◆ Task statement ◆
Return the line containing "Where can the white tablecloth" and all lines after it exactly; stop at the end of the material.

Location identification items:
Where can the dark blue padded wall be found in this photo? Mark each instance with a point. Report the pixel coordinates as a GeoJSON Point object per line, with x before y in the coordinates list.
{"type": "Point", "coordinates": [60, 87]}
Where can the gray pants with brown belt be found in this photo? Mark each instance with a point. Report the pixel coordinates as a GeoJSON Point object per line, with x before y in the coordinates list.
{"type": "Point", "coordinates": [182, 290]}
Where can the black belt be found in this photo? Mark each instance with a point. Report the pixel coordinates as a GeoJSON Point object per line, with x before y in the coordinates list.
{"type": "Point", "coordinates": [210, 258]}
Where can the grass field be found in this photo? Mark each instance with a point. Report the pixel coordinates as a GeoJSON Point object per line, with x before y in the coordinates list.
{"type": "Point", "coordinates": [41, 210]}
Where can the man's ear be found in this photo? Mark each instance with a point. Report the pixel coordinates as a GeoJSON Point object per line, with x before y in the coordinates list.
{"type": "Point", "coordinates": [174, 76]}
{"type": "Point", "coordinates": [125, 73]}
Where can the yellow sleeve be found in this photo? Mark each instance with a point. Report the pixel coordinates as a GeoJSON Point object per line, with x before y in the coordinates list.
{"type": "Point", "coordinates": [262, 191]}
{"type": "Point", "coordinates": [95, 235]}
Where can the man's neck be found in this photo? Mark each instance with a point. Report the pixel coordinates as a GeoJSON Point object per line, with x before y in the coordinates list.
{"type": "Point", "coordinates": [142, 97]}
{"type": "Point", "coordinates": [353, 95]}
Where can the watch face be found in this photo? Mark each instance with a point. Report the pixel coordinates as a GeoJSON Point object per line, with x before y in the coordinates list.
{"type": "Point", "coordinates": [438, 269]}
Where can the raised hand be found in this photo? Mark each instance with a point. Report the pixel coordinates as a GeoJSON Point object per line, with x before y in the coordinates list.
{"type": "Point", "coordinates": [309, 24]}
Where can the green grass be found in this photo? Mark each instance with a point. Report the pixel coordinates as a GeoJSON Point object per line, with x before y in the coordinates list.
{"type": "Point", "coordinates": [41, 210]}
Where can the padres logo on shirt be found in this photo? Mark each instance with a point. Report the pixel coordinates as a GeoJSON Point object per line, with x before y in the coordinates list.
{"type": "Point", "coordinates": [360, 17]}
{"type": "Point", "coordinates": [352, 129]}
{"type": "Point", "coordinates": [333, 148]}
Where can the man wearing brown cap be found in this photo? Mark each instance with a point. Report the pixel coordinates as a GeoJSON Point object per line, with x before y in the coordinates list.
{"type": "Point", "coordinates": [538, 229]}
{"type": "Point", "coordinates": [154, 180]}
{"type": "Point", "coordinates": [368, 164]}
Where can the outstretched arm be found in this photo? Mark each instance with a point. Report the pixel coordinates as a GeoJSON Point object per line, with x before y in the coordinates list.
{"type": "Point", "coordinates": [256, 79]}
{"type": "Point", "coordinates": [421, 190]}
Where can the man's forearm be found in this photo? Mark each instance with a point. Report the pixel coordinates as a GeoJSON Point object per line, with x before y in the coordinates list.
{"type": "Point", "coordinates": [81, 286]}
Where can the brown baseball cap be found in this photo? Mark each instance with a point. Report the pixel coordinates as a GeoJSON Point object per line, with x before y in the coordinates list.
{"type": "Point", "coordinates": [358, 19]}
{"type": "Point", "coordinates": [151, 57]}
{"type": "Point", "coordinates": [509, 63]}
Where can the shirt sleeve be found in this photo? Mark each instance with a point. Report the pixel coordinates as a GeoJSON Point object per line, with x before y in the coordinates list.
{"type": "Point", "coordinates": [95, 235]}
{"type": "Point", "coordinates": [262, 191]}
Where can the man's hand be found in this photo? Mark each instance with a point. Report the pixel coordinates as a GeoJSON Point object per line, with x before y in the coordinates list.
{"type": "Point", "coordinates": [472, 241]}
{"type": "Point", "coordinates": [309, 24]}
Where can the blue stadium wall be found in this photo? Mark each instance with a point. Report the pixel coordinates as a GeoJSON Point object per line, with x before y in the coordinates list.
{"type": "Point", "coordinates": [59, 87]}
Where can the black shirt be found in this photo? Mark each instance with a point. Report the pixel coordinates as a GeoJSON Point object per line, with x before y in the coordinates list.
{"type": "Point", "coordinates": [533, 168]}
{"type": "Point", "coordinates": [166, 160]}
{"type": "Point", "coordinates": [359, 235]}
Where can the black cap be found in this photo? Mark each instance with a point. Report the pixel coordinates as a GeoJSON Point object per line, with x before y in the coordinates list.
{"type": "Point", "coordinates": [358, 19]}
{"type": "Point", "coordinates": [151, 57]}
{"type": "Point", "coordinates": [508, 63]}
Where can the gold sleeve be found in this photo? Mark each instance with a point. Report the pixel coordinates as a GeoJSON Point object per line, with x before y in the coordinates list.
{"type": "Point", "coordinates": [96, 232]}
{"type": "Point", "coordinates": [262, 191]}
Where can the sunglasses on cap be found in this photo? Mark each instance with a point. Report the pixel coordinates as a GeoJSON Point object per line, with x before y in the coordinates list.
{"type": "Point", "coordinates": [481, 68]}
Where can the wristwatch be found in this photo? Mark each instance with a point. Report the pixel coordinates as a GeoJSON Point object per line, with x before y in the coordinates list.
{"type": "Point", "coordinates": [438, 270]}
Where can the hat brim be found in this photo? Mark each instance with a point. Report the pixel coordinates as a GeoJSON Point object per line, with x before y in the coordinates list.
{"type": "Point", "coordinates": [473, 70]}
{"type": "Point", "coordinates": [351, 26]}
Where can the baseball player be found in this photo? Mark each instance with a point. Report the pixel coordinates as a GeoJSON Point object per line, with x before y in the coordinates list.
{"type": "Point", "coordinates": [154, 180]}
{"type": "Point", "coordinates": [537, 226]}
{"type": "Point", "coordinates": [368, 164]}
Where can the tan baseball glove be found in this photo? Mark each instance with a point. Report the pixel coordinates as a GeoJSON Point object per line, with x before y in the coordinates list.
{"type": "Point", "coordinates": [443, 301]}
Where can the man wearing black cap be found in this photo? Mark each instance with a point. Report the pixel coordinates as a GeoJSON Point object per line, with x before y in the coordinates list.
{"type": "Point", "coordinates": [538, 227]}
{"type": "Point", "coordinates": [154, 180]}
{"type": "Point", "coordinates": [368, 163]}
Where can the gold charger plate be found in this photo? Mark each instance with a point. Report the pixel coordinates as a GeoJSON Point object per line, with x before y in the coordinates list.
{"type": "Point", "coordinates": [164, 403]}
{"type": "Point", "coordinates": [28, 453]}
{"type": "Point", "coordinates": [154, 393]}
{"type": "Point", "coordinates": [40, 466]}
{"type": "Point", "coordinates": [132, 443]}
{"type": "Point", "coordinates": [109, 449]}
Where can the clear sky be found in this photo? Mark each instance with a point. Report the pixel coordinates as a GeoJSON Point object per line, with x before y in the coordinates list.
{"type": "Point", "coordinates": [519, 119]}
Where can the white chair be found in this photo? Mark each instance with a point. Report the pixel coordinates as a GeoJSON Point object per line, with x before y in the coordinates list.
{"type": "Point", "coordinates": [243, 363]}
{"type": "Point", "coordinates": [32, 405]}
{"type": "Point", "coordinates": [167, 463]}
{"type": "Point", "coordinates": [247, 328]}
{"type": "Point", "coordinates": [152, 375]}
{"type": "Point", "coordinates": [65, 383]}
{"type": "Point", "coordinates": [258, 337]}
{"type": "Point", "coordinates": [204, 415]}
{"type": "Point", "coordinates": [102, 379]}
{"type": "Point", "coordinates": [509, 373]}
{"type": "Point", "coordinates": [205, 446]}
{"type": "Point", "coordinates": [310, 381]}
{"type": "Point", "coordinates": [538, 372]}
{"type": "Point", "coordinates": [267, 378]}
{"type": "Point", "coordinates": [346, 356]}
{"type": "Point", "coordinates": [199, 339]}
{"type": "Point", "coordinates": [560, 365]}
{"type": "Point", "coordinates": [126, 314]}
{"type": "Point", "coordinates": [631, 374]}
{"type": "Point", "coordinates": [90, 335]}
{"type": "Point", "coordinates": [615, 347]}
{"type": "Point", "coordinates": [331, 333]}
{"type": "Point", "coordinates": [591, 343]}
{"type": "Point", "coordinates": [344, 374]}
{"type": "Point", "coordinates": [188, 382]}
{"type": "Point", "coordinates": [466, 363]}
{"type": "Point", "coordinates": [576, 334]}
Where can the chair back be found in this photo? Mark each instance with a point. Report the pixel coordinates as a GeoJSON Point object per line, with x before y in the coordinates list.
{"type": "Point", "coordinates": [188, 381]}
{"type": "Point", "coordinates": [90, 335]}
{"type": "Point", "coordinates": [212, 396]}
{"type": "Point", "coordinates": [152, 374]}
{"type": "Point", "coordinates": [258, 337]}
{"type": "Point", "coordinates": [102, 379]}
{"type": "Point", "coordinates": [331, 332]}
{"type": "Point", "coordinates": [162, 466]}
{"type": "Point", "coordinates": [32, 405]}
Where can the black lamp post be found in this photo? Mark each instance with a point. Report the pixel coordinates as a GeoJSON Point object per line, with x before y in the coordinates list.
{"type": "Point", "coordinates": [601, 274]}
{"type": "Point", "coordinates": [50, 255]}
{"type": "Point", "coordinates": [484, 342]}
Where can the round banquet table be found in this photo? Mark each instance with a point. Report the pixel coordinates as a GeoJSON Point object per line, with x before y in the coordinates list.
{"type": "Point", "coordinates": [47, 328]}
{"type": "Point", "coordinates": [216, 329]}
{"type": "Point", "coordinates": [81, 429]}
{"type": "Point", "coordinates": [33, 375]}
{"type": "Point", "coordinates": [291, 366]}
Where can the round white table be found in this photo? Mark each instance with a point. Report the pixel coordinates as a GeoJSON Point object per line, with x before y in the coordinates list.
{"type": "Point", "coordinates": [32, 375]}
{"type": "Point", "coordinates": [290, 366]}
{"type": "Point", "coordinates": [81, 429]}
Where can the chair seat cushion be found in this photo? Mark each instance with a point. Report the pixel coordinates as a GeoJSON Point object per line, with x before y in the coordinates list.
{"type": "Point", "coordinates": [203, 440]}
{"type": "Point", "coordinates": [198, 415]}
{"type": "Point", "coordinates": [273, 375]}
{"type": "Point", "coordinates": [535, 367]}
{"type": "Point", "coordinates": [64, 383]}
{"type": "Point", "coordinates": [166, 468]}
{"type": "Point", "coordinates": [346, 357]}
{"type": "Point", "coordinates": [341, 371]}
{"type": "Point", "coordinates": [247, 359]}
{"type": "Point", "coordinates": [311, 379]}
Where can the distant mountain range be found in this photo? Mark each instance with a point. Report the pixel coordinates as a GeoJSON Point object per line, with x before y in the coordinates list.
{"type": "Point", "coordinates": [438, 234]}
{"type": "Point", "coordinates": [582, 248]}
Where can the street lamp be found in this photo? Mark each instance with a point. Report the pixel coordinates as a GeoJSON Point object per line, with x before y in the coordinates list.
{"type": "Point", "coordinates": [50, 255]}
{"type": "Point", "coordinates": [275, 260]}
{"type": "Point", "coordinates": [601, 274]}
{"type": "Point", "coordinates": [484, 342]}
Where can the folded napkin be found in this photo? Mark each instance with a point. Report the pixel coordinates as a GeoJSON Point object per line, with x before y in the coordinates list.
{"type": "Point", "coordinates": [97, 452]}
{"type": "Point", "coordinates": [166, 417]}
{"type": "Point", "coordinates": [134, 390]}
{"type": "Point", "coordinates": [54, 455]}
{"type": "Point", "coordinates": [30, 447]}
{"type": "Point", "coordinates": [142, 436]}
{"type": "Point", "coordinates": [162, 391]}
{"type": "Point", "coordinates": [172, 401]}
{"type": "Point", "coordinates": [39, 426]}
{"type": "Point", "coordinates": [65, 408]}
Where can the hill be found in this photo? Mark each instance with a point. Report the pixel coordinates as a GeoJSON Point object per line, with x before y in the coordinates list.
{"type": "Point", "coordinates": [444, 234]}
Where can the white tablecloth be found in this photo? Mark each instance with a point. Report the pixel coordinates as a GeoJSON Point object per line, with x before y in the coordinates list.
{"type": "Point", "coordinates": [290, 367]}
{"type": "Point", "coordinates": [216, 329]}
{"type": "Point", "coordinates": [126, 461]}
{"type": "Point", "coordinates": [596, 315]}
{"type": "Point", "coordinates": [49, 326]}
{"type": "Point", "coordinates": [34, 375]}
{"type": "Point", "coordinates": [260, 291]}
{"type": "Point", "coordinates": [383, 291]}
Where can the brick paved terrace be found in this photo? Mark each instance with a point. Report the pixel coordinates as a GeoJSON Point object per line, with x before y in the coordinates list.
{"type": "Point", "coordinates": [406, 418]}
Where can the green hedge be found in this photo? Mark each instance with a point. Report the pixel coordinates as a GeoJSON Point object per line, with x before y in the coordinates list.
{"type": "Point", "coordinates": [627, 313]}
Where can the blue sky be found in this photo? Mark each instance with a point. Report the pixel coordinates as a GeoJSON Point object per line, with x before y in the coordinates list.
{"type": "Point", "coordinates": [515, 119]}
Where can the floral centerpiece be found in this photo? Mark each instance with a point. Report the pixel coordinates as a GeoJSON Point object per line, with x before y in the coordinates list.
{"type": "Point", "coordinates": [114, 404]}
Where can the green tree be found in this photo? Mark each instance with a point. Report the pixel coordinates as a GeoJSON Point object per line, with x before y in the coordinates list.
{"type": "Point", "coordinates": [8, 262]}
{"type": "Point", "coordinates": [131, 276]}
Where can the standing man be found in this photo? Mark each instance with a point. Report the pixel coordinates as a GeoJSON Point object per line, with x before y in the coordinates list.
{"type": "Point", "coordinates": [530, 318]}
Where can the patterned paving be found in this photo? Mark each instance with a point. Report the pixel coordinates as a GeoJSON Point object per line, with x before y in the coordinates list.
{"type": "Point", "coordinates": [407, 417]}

◆ Solution to this problem ◆
Where can the white tablecloth be found in this photo? Mark each instance with a point. Report the pixel coordinates as a GeoJSON Point object per line, with x before y in the coordinates list.
{"type": "Point", "coordinates": [290, 367]}
{"type": "Point", "coordinates": [216, 329]}
{"type": "Point", "coordinates": [126, 461]}
{"type": "Point", "coordinates": [596, 315]}
{"type": "Point", "coordinates": [49, 326]}
{"type": "Point", "coordinates": [34, 375]}
{"type": "Point", "coordinates": [260, 291]}
{"type": "Point", "coordinates": [383, 291]}
Where can the brick paved terrace be found in this photo? Mark each instance with a point. Report the pixel coordinates as a GeoJSON Point object per line, with x before y in the coordinates list.
{"type": "Point", "coordinates": [406, 418]}
Where can the green hedge be found in this photo? Mark each instance with a point. Report the pixel coordinates as a GeoJSON Point object per line, with x before y in the coordinates list.
{"type": "Point", "coordinates": [627, 313]}
Where can the blue sky be found in this photo? Mark each instance with a point. Report the pixel coordinates as a GeoJSON Point object per line, with x before y in the coordinates list.
{"type": "Point", "coordinates": [515, 119]}
Where can the floral centerpiece be found in this photo? Mark each instance with a point. Report the pixel coordinates as a GeoJSON Point object per line, with x before y in the coordinates list.
{"type": "Point", "coordinates": [114, 404]}
Where can the green tree be found in this photo? Mark each instance with a point. Report the pixel coordinates as a GeoJSON Point object per line, with x before y in the coordinates list.
{"type": "Point", "coordinates": [8, 262]}
{"type": "Point", "coordinates": [131, 276]}
Where can the standing man be found in this photo? Mark each instance with a point. Report the pixel coordinates as a GeoJSON Point object per line, with x before y in the coordinates list.
{"type": "Point", "coordinates": [530, 318]}
Where can the patterned paving be found in this photo? Mark each instance with a point. Report the pixel coordinates as a GeoJSON Point object per line, with x before y in the coordinates list.
{"type": "Point", "coordinates": [407, 417]}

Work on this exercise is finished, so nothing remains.